It's an important issue, since the NATO powers, fortified by a chorus from the liberal intelligentsia, flourished the charge of genocide as justification for bombing that destroyed much of Serbia's economy and killed around 2,000 civilians, with elevated death levels predicted for years to come.
Whatever horrors they may have been planning, the Serbs were not engaged in genocidal activities in Kosovo before the bombing began. They were fighting a separatist movement, led by the KLA, and behaving with the brutality typical of security forces, though to a degree infinitely more restrained than those backed by the United States in Central America. One common estimate of the number of Kosovar Albanians killed in the year before the bombing is 2,500.
With NATO's bombing came the flights and expulsions and charges that the Serbs were accelerating a genocidal plan; on some accounts, as many as 100,000 were already dead. An alternative assessment was that NATO's bombing was largely to blame for the expulsions and killings.
After the war was over, on June 25, Bill Clinton told a White House press conference that on Slobodan Milosevic's orders, "tens of thousands of people" had been killed in Kosovo. A week before, from the British Foreign Office came the statement from Geoff Hoon that "according to the reports we had gathered, mostly from the refugees, it appeared that around 10,000 people (that is, Kosovar Albanians) had been killed in more than 100 massacres." Of course, the U.S. and British governments had an obvious motive in painting as horrifying a picture as possible of what the Serbs had been up to, since the bombing had come under increasingly fierce attack, with rifts in the NATO alliance.

• _DATA EXTRACT_
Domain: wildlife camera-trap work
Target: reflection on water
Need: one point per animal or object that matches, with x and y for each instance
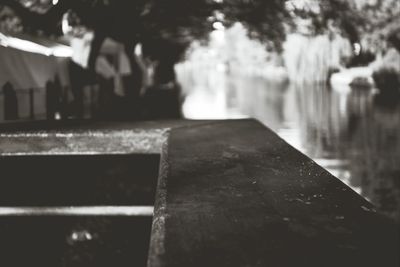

• _LIST OF TASKS_
a) Answer from the passage on the Kosovo killings:
(i) What is one common estimate of the number of Kosovar Albanians killed in the year before the bombing?
(ii) On what date did Bill Clinton hold the White House press conference?
(iii) In how many massacres did the Geoff Hoon statement say around 10,000 people had been killed?
b) Resume the passage on the Kosovo killings after its final sentence, keeping its tone and argument.

• _TASK ANSWERS_
a)
(i) 2,500
(ii) June 25
(iii) More than 100

b)
The NATO powers had plenty of reasons to rush charges of genocide into the headlines. For one thing, it was becoming embarrassingly clear that the bombing had inflicted no significant damage on the Serbian Army. All the more reason, therefore, to propose that the Serbs, civilians as well as soldiers, were collectively guilty of genocide, and thus, deserved everything they got.Throughout the end of June and July, there were plenty of press accounts running along lines similar to a July 4 dispatch in The New York Times from John Kifner, with this sentence in its lead paragraph: "The bodies keep turning up, day after day, and are expected now to number 10,000 or more."
On Aug. 2, Bernard Kouchner, the UN's chief administrator in Kosovo, said that 11,000 bodies had already been discovered in mass graves in the province.
According to a useful and interesting analysis put out on Oct. 17 by Stratfor.com (an independent operation based in Austin, Texas, that offers intelligence briefings gratis on the Internet), Kouchner cited the International Criminal Tribunal for the former Republic of Yugoslavia as his authority, but the tribunal has said it hadn't provided any such information.
Nonetheless, the 10,000 figure became the baseline, with some estimates soaring far higher. Teams of forensic investigators from 15 nations, including a detachment from the FBI, have been at work since June. To date, they've examined about 150 of 400 sites of alleged mass murder.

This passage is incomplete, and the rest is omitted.